### Goal of the exercise:
Gather every line in the material below that contains the word "ceiling".
==============================
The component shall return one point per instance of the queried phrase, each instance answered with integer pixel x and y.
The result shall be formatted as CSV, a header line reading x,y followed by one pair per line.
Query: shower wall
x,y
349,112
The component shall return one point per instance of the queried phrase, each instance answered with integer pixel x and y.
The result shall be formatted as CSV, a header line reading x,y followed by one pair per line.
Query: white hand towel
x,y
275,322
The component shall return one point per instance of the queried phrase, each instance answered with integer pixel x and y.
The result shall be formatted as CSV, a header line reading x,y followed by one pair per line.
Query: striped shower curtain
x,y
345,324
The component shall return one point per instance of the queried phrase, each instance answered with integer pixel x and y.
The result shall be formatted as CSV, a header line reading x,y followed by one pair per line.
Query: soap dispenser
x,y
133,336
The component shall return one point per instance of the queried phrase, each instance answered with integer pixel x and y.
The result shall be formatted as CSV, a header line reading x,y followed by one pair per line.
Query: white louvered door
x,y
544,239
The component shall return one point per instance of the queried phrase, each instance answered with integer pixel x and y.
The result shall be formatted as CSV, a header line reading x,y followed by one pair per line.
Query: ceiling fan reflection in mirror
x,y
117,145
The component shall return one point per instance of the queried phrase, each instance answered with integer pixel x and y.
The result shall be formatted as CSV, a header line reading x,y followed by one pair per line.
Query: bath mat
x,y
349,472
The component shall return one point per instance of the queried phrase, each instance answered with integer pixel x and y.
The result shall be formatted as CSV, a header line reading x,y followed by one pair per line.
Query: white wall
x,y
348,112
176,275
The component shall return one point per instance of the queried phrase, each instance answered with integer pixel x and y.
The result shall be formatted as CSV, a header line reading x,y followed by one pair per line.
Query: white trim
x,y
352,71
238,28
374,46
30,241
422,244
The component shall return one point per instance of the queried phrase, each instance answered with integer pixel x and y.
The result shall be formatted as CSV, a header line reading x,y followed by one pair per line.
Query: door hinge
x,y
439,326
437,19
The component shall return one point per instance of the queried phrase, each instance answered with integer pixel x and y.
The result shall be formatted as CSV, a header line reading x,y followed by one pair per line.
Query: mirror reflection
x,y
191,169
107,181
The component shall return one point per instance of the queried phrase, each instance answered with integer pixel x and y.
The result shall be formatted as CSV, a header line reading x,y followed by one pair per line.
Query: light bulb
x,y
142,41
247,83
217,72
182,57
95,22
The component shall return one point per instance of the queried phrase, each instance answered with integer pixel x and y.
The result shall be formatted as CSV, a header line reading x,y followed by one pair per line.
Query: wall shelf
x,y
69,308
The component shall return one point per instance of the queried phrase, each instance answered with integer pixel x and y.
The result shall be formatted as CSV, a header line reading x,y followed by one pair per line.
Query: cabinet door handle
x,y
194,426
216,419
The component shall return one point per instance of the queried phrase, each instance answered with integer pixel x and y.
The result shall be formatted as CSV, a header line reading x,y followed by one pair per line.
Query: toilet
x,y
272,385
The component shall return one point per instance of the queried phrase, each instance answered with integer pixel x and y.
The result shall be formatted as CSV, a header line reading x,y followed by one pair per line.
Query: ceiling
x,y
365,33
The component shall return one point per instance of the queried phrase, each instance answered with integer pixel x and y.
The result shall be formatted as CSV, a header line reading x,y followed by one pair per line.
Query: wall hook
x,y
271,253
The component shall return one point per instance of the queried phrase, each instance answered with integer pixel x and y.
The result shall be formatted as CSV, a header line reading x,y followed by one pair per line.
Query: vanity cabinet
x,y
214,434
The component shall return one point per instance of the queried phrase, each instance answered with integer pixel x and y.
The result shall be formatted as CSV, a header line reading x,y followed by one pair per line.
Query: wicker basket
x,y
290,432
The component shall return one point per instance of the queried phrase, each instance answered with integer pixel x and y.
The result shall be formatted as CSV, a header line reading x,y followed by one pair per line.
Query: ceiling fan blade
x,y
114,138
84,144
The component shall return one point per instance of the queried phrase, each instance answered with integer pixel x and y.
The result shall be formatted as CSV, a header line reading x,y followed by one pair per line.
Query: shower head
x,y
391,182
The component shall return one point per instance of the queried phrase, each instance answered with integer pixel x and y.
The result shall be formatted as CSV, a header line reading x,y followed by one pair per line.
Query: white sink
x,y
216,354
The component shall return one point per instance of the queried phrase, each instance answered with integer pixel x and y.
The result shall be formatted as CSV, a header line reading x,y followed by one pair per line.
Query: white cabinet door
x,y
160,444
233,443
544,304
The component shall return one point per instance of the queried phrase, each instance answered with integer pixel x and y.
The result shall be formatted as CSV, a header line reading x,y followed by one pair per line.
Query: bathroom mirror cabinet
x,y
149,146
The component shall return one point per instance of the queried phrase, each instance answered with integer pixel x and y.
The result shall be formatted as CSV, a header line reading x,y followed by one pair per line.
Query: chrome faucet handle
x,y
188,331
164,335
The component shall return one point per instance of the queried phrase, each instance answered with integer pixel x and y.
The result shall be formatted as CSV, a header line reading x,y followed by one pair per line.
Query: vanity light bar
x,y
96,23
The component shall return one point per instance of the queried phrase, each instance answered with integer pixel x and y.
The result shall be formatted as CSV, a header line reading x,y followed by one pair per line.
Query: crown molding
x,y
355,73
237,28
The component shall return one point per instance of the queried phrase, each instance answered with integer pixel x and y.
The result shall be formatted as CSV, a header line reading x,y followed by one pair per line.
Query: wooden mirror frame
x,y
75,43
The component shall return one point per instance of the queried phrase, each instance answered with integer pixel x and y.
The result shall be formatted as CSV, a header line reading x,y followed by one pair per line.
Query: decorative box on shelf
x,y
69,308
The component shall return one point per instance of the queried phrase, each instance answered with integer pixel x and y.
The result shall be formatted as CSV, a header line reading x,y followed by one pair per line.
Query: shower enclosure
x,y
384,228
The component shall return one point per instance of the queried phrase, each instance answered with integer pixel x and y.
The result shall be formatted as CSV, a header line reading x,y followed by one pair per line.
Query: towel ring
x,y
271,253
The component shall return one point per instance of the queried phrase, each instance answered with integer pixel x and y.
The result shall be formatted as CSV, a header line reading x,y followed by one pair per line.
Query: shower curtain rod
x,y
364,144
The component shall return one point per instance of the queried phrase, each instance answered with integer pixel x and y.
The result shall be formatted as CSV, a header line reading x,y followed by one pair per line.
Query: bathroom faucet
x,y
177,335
==============================
### Response below:
Query: ceiling fan reflection in mirror
Query: ceiling
Query: ceiling fan blade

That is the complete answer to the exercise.